● TO DO:
Repeat each entry in full, exactly.

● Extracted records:
====

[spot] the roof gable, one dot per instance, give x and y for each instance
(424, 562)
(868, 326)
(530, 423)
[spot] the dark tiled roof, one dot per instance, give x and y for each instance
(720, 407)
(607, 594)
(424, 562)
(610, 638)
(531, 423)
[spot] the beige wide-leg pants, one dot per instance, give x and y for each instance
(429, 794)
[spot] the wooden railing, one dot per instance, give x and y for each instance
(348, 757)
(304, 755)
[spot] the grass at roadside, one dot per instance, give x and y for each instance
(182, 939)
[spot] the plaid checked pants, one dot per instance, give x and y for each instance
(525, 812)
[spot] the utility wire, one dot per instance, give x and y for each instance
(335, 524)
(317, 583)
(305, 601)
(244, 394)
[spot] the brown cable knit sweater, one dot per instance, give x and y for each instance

====

● EXERCISE RESPONSE:
[spot] the roof gable, one dot per instance, give x and y for each instance
(424, 562)
(868, 326)
(530, 423)
[spot] the dark tiled roof, one dot per instance, give x and y for each instance
(720, 407)
(607, 594)
(424, 562)
(610, 638)
(531, 423)
[spot] the beige wide-leg pants, one dot per instance, give x and y for each instance
(429, 794)
[spot] the wooden railing, one dot per instance, give x and y for each instance
(348, 757)
(304, 755)
[spot] the grass at roadside, one dot per instance, give x and y for each instance
(182, 939)
[spot] the plaid checked pants, one dot per instance, give x and y for each instance
(525, 812)
[spot] the utility wire, one dot per instance, give x and y for each instance
(335, 524)
(317, 583)
(305, 601)
(244, 394)
[spot] the brown cable knit sweater, one dot per instance, give x and y for each instance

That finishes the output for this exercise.